◆ What you will do: Rewrite every line of the material below, changing each "photo" to "image" and keeping everything else as it is. Leave the pictures out of your version.
+===+
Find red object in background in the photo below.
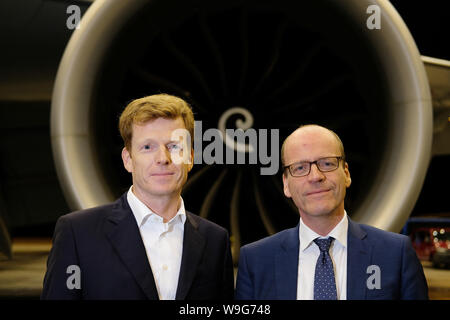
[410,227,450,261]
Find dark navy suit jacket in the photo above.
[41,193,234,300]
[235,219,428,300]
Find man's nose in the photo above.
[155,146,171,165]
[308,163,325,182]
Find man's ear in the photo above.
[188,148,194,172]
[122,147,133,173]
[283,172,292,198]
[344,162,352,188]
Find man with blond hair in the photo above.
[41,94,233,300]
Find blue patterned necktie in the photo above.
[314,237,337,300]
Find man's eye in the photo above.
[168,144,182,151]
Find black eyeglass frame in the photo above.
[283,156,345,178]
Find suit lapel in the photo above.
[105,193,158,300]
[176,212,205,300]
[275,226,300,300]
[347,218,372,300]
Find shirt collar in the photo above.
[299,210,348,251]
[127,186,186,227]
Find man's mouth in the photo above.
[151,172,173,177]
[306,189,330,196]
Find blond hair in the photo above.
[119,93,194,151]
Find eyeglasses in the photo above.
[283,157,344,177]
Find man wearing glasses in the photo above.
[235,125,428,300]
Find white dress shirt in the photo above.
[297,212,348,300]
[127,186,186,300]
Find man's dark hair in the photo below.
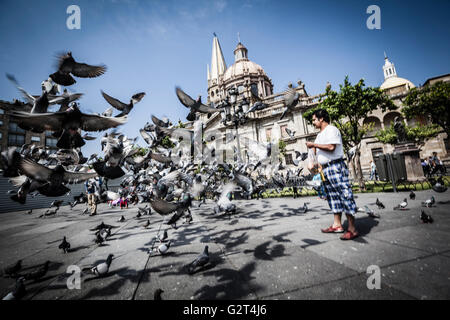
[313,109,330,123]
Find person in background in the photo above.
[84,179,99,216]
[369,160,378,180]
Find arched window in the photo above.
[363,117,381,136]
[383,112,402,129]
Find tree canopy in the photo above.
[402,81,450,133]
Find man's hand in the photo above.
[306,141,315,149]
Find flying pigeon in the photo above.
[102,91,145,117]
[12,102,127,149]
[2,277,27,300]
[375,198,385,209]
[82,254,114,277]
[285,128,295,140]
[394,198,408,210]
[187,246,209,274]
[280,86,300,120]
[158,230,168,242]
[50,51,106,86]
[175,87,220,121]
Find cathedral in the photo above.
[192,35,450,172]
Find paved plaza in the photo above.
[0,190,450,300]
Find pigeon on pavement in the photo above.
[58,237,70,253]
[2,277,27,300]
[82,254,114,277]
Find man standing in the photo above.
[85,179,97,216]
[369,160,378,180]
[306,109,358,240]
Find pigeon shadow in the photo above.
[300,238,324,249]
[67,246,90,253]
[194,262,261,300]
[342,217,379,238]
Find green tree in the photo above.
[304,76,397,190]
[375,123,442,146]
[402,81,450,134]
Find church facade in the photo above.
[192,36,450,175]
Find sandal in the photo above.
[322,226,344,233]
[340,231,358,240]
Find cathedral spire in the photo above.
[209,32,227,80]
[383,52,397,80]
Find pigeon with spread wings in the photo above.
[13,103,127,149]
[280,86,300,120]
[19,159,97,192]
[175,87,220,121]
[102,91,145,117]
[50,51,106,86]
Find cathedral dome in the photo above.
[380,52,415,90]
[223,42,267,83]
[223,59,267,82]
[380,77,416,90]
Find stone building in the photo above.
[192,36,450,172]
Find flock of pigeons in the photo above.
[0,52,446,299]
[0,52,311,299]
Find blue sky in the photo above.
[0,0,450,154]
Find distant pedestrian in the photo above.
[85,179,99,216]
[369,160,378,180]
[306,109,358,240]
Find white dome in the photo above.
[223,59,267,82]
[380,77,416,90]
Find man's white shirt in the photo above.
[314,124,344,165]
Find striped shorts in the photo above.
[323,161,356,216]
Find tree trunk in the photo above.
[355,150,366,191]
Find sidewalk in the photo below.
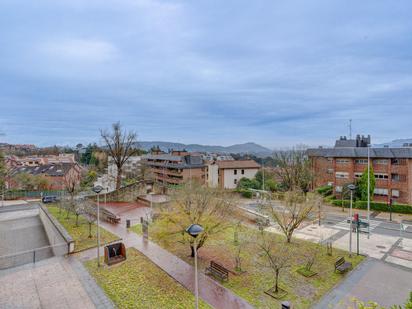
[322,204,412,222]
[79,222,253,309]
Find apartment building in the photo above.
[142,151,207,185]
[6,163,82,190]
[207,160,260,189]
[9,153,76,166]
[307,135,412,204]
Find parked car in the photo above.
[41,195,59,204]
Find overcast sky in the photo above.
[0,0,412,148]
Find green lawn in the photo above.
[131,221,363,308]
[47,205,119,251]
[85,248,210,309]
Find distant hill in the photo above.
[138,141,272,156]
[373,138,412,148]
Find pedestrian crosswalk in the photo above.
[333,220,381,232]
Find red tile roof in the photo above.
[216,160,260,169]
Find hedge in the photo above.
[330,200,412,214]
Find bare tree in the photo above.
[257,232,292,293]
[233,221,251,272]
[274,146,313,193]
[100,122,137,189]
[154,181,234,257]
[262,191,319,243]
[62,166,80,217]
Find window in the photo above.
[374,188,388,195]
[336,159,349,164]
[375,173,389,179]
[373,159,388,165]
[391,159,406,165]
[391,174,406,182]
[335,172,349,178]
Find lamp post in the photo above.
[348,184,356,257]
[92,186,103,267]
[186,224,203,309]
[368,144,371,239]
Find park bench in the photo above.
+===+
◆ Answer:
Find red object in background in the image below.
[410,227,450,261]
Find dark navy suit jacket in the image above.
[41,193,234,300]
[235,219,428,300]
Find man's nose in the image above.
[155,146,171,165]
[308,163,325,182]
Find man's ear in the image above.
[188,148,194,172]
[122,147,133,173]
[283,172,292,198]
[344,162,352,188]
Find man with blond hair in the image above.
[41,94,233,300]
Find blue patterned necktie in the image above.
[314,237,337,300]
Find man's eye in the image above.
[168,144,182,151]
Find black eyeglass frame in the image above.
[283,156,345,178]
Find suit lapel in the image above.
[105,193,158,300]
[176,212,205,300]
[275,226,300,300]
[347,218,372,300]
Find shirt collar in the image above.
[299,210,348,251]
[127,186,186,227]
Find man's mouth in the image above.
[151,172,173,177]
[306,189,330,196]
Find blond hair in the image above.
[119,93,194,151]
Find eyeglasses in the image above.
[283,157,344,177]
Find man wearing glasses in the image above.
[235,125,428,300]
Find white dress shirt in the image above.
[297,212,348,300]
[127,186,186,300]
Find man's dark hair in the image below.
[313,109,330,123]
Find person in background in the image above.
[84,179,99,216]
[369,160,378,180]
Find arched window in the image above.
[363,117,381,136]
[383,112,402,129]
Find tree canopy in the image above.
[402,81,450,133]
Find man's hand in the image above.
[306,141,315,149]
Find flying pigeon in the image above.
[102,91,145,117]
[12,102,127,149]
[2,277,27,300]
[375,198,385,209]
[82,254,114,277]
[285,128,295,140]
[394,198,408,210]
[187,246,209,274]
[280,86,300,120]
[158,230,168,242]
[50,51,106,86]
[175,87,220,121]
Find cathedral in the image above.
[192,35,450,172]
Find paved plaza in the image above.
[0,190,450,300]
Find pigeon on pavement in the image above.
[58,237,70,253]
[2,277,27,300]
[82,254,114,277]
Find man standing in the image above.
[85,179,97,216]
[369,160,378,180]
[306,109,358,240]
Find pigeon shadow in the image above.
[300,238,324,249]
[67,246,90,253]
[194,262,261,300]
[342,217,379,238]
Find green tree in the image above.
[304,76,397,190]
[375,123,442,146]
[402,81,450,134]
Find church facade in the image above.
[192,36,450,175]
Find sandal in the image above.
[322,226,344,233]
[340,231,358,240]
Find cathedral spire in the image above.
[209,32,227,80]
[383,52,397,80]
Find pigeon with spread wings in the image above.
[13,103,127,149]
[280,86,300,120]
[19,159,97,192]
[175,87,220,121]
[102,91,145,117]
[50,51,106,86]
Find cathedral dome in the image above.
[380,52,415,90]
[223,42,267,83]
[223,59,267,82]
[380,77,416,90]
Find stone building in the image above.
[192,36,450,172]
Find flock of pigeons in the image above.
[0,52,446,299]
[0,52,311,299]
Find blue sky in the image above.
[0,0,450,154]
Find distant pedestrian in the image above.
[85,179,99,216]
[369,160,378,180]
[306,109,358,240]
Find white dome in the image above.
[223,59,267,82]
[380,77,416,90]
Find man's white shirt in the image above.
[314,124,344,165]
Find striped shorts in the image above.
[323,161,356,216]
Find tree trunk in the image above.
[355,150,366,191]
Find sidewalk in the image below.
[322,204,412,222]
[79,222,253,309]
Find apartment building in the image above.
[142,151,207,185]
[6,163,82,190]
[207,160,260,189]
[9,153,76,166]
[307,135,412,204]
Find parked car in the image above.
[41,195,59,204]
Find overcast sky in the image above.
[0,0,412,148]
Find green lawn in the image above.
[131,221,363,308]
[47,205,119,251]
[85,248,210,309]
Find distant hill in the image above.
[138,141,272,156]
[373,138,412,148]
Find pedestrian crosswalk in the image above.
[333,220,381,232]
Find red tile roof in the image above.
[216,160,260,169]
Find hedge in the image above.
[330,200,412,214]
Find bare tree in the image above.
[257,232,292,293]
[233,221,251,272]
[274,146,313,193]
[100,122,137,189]
[154,181,234,257]
[262,191,319,243]
[62,166,80,217]
Find window in the image above.
[374,188,388,195]
[336,159,349,164]
[375,173,389,179]
[373,159,388,165]
[391,159,406,165]
[391,174,406,182]
[335,172,349,178]
Find lamp post in the image above.
[348,184,356,257]
[92,186,103,267]
[186,224,203,309]
[368,144,371,239]
Find park bench in the image above.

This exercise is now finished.